EXERCISE PROMPT: Pull every line containing the word "instance" from the data below and copy each one in full.

STORED ROWS:

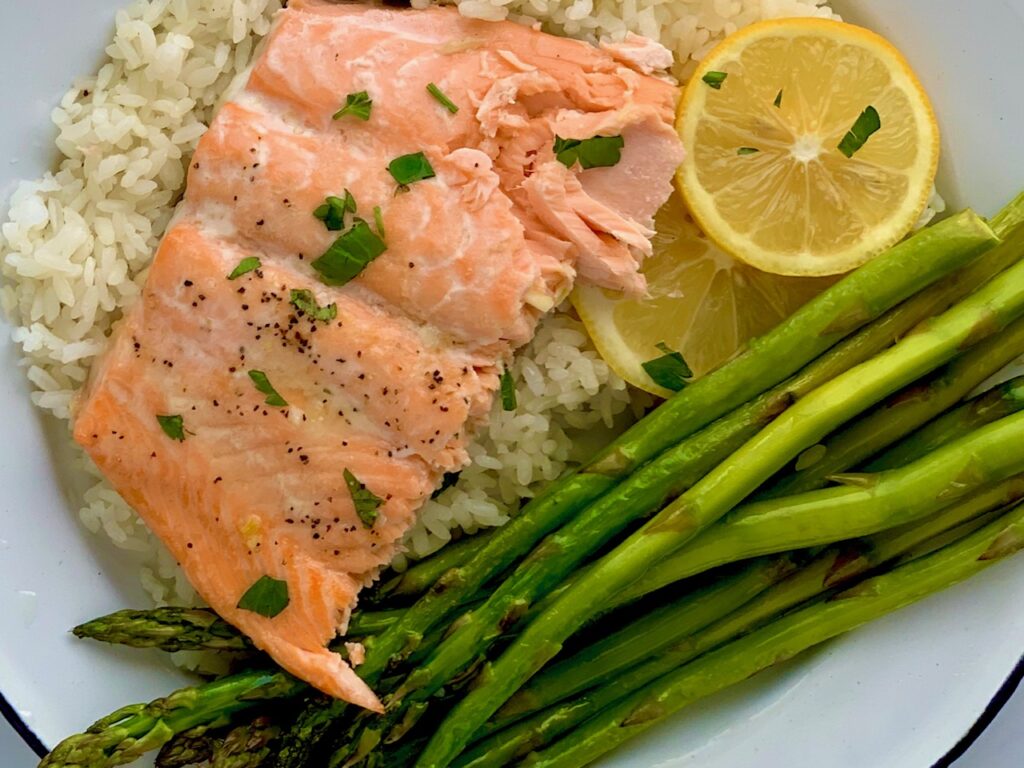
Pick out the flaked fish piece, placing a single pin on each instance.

...

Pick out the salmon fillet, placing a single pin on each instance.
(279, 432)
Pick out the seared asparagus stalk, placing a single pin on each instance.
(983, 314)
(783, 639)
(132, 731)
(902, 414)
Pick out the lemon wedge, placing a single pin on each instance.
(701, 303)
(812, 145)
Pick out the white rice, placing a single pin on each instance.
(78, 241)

ANSWER:
Pick out the flaked fish piece, placing a single pin on each instance.
Pick out the salmon fillet, placing a single pin on each instance.
Pick out the seared asparagus stalk, placing a single pin on each instance.
Pick out the lemon wedge, placing a single pin on each instance.
Pick out the white rice, placing a single pin on each instance.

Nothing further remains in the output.